_Exercise details_:
Pictures in the records are to be excluded from an otherwise exact copy.

_Information supplied_:
··········
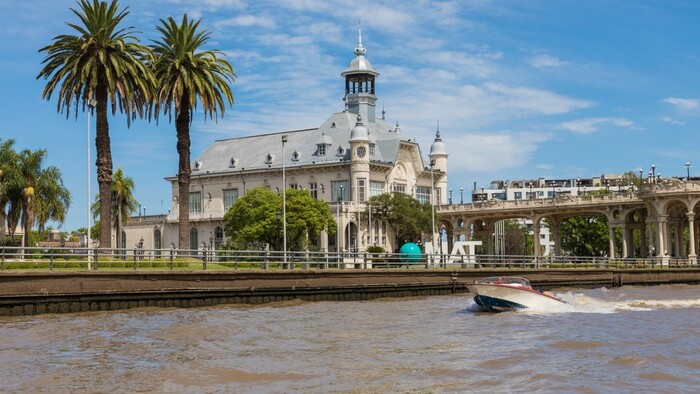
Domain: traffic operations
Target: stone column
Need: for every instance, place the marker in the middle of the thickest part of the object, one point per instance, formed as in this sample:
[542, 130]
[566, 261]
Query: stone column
[692, 252]
[661, 240]
[626, 241]
[556, 236]
[611, 235]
··········
_Answer to this problem_:
Domain: traffic operations
Target: stone column
Need: for every instance, place the marker in the middle of the thickest part of the object, one point per instance, formed as in this sample:
[542, 130]
[566, 261]
Query: stone column
[692, 252]
[661, 240]
[626, 241]
[556, 236]
[611, 235]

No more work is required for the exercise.